_PAGE EXCERPT_
____________
Archive for October 28th, 2007

An Open Letter to Code Pink

WOW, the leftists in Berkeley published a letter from a Marine

The Berkeley Daily Planet

Commentary: An Open Letter to Code Pink

By Richard Lund
While the protest that you staged in front of my office on Wednesday, Sept. 26th, was an exercise of your constitutional rights, the messages that you left behind were insulting, untrue, and ultimately misdirected. Additionally, from the comments quoted in the Berkeley Daily Planet article, it is clear that you have no idea what it is that I do here. Given that I was unaware of your planned protest, I was unable to contest your claims in person, so I will therefore address them here.

First, a little bit about who I am: I am a Marine captain with over eight years of service as a commissioned officer. I flew transport helicopters for most of my time in the Marine Corps before requesting orders to come here. Currently, I am the officer selection officer for the northern Bay Area. My job is to recruit, interview, screen, and evaluate college students and college graduates that show an interest in becoming officers in the Marine Corps. Once they’ve committed to pursuing this program, I help them apply, and if selected, I help them prepare for the rigors of Officer Candidate School and for the challenges of life as a Marine officer. To be eligible for my programs, you have to be either a full-time college student or a college graduate. I don’t pull anyone out of school, and high school students are not eligible.
____________
_EXTRACTED DATA_
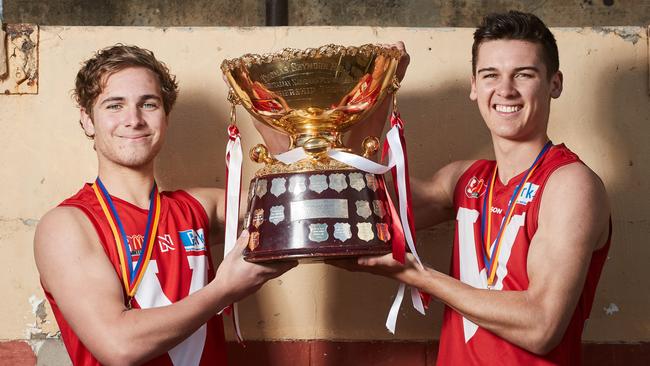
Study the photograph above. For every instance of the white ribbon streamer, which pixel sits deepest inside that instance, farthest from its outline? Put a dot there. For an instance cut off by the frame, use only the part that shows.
(396, 159)
(234, 164)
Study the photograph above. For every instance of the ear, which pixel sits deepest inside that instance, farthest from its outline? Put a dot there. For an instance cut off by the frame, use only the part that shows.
(556, 84)
(472, 94)
(86, 122)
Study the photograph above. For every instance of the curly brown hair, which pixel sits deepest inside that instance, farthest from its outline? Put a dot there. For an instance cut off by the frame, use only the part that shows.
(93, 74)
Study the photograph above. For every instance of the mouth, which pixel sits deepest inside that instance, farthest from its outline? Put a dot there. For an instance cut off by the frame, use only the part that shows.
(135, 137)
(502, 108)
____________
_SET TASKS_
1: Transcribe the open letter to Code Pink, everything from "WOW, the leftists" down to "address them here.".
2: Write the next part of the open letter to Code Pink, picking up after its final sentence.

_OUTPUTS IN ORDER_
1:
WOW, the leftists in Berkeley published a letter from a Marine

The Berkeley Daily Planet

Commentary: An Open Letter to Code Pink

By Richard Lund
While the protest that you staged in front of my office on Wednesday, Sept. 26th, was an exercise of your constitutional rights, the messages that you left behind were insulting, untrue, and ultimately misdirected. Additionally, from the comments quoted in the Berkeley Daily Planet article, it is clear that you have no idea what it is that I do here. Given that I was unaware of your planned protest, I was unable to contest your claims in person, so I will therefore address them here.

2:
I moved my office to Berkeley in December of last year. Previously, it was located in an old federal building in Alameda. That building was due to be torn down and I had to find a new location. I choose our new site because of its proximity to UC Berkeley and to the BART station. Most of the candidates in my program either go to Cal or to one of the schools in San Francisco, the East Bay, or the North Bay. Logistically, the Shattuck Square location was the most convenient for them.

Next, you claim that I lie. I have never, and will never, lie to any individual that shows an interest in my programs. I am upfront with everything that is involved at every step of the way and I go out of my way to ensure that they know what to expect when they apply. I tell them that this is not an easy path. I tell them that leading Marines requires a great deal of self-sacrifice. I tell them that, should they succeed in their quest to become a Marine officer, they will almost certainly go to Iraq. In the future, if you plan to attack my integrity, please have the courtesy to explain to me specifically the instances in which you think that I lied.

Next, scrawled across the doorway to my office, you wrote, “Recruiters are Traitors.” Please explain this one. How exactly am I a traitor? Was I a traitor when I joined the Marine Corps all those years ago? Is every Marine, therefore, a traitor? Was I a traitor during my two stints in Iraq? Was I a traitor when I was delivering humanitarian aid to the victims of the tsunami in Sumatra? Or do you only consider me a traitor while I am on this job? The fact is, recruitment is and always has been a part of maintaining any military organization. In fact, recruitment is a necessity of any large organization. Large corporations have employees that recruit full-time. Even you, I’m sure, must expend some effort to recruit for Code Pink. So what, exactly, is it that makes me a traitor?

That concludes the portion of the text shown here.